### Written request
Quote each line of the data below verbatim.

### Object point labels
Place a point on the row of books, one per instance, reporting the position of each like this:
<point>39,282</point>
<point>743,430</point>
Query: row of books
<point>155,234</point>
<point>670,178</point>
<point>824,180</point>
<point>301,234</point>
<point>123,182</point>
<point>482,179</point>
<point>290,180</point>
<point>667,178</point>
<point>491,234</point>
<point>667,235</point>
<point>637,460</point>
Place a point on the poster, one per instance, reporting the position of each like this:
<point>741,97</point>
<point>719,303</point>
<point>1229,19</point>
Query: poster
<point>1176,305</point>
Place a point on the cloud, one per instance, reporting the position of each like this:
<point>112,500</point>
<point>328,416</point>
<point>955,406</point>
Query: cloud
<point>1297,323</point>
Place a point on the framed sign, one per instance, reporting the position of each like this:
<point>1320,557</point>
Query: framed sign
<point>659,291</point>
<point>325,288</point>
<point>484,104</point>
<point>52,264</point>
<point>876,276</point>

### Response to this task
Place a point on the row of books, one per instance, reporting the position of each like this:
<point>39,282</point>
<point>743,430</point>
Query: row of books
<point>155,234</point>
<point>670,178</point>
<point>824,180</point>
<point>301,234</point>
<point>123,182</point>
<point>482,179</point>
<point>290,180</point>
<point>667,178</point>
<point>491,234</point>
<point>667,235</point>
<point>637,460</point>
Place a point on the poster, one per instance, reporting the position of each like this:
<point>741,97</point>
<point>719,303</point>
<point>1229,19</point>
Query: poster
<point>1176,305</point>
Place a point on the cloud, one per instance, reporting the position of each like this:
<point>112,500</point>
<point>328,416</point>
<point>955,406</point>
Query: cloud
<point>1297,323</point>
Place a point on the framed sign, one per instance, reporting the position of each like this:
<point>1320,557</point>
Query: framed sign
<point>659,291</point>
<point>325,288</point>
<point>484,104</point>
<point>52,264</point>
<point>876,276</point>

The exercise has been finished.